- Excerpt
----------------------------------------
Sauzon 013View looking into the harbour at low tide, showing smug bilge keelers happily parked.

 

The ground in the drying harbour is mainly hard sand, so if you can get off your boat it’s easy to walk ashore.

 

 

 

The hundred year old man who climbed out of the window and disappeared

Have you read the book? It’s very funny. Essentially a long shaggy dog story. But there’s a bit missing, entitled “and so to Sauzon” I include it here.

And so to Sauzon.

Henri, the hundred year old man, found himself on the West Coast of France. He’d heard that Sauzon was a nice place and that sailing a yacht was a nice thing to do.

So he decided to borrow a yacht. He’d never been sailing before but reckoned it can’t be that difficult as you can  just switch the engine on and go. So he did, and off to Sauzon he went on a pleasant summer’s day.

On arrival he was pleased to see that Sauzon was indeed a beautiful place and happy he’d made the decision to visit. He had only one problem to settle and that was how to stop and stay.

Observing a nice big British yacht already moored in the harbour, Henri asked the skipper “puis je fair a couple avec vous” (which is not a request to get over familiar with someone, but just to come alongside).

Martin, the skipper of the nice big British yacht says “mais bien sur, fair un turn (because he was facing the wrong way round ) en retour ici”.

Hundred year old man goes round and starts to come alongside. Martin notices he has no fenders prepared. Or lines to attach with. Typical French. Martin “advises” him, “ou et votre lignes et defensoirs”. Henri points to a locker as if to say “obviously in here, you stupid Brit, where else?”.

He’s passing. He realises that lines are the key to stopping and staying. He gets a line out of the locker and passes one end to martin. And the other end. And the middle. All of it, not attached to anything.

Incroyable.

“What do you expect me to do with this?” dit Martin en Francais. Henri looks at me genially as if to say “you’re the expert – you tell me”. I throw it back, all of it.

So I tell him, in French, kindly “attach your lines and fenders first, then come alongside”. Blank look returned.

Is it my French that’s the problem? (could be: my inner French man quite often says things that my inner English man doesn’t understand). Perhaps Henri got the last missive as “put out your washing line and install your fence before coming to my place”

I recruit the next nearest boat to translate from English to French for Henri. Blank Henri look again. A discussion in French ensues. The centime drops. A little wave of a Henri hand acknowledges in a “righty ho” sort of way.

Henri, being a hundred years old, doesn’t do anything really quickly. He slips, nay slides or possibly slopes into the task now in his mind.

He chugs off for another turn. Connects an end of the ligne to his boat. Forgets about the fenders. Comes alongside. One line attached and he’s stopped.

At this point the Capitanerie boat gets involved and takes control: gives Henri a parking place alongside a similar sized boat . Henri now remembers fenders and starts to attach whilst we hang on to Henri’s boat.

Capitanerie man moves Henri. Zut go the new neighbours. Phew go we.

He doesn’t have a dinghy so sits on deck reading and then goes to bed. He left early that morning and for all we know is still out and about.
----------------------------------------
- Provided material
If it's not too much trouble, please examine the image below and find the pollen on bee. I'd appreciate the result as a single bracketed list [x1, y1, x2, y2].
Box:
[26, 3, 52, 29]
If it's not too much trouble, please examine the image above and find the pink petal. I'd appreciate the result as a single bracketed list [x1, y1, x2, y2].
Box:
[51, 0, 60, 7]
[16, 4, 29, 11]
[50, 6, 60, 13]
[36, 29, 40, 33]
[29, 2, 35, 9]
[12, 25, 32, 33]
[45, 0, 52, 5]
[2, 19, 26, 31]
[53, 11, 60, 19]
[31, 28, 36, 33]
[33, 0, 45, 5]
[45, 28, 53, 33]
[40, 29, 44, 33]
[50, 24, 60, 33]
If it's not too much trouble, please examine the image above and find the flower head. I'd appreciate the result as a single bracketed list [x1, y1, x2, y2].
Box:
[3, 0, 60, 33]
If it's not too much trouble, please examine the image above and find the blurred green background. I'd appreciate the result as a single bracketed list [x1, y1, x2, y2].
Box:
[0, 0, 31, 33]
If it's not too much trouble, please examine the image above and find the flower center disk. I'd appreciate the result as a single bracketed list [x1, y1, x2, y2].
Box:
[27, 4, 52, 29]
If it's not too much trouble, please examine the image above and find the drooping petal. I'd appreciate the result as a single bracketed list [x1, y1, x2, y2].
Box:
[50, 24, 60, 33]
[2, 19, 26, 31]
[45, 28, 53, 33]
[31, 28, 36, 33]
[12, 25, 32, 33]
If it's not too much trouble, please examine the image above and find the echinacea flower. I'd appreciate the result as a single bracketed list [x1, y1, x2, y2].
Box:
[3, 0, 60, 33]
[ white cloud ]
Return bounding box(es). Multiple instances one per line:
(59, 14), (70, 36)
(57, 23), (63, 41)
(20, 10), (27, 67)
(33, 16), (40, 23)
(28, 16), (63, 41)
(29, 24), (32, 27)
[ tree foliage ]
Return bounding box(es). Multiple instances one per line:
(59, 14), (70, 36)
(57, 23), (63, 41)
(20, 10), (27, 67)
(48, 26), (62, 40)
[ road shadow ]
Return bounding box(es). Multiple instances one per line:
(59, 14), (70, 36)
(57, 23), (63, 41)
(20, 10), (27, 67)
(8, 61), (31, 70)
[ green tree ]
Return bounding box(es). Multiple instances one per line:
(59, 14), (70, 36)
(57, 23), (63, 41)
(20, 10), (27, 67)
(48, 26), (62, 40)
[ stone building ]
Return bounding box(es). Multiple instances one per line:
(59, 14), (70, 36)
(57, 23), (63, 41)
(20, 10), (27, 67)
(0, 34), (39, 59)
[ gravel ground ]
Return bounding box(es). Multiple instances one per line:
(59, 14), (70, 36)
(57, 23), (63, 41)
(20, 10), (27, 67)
----------------------------------------
- What is required
In the Sauzon account, who gives Henri a parking place alongside a similar sized boat?

- Output of the task
The Capitanerie boat.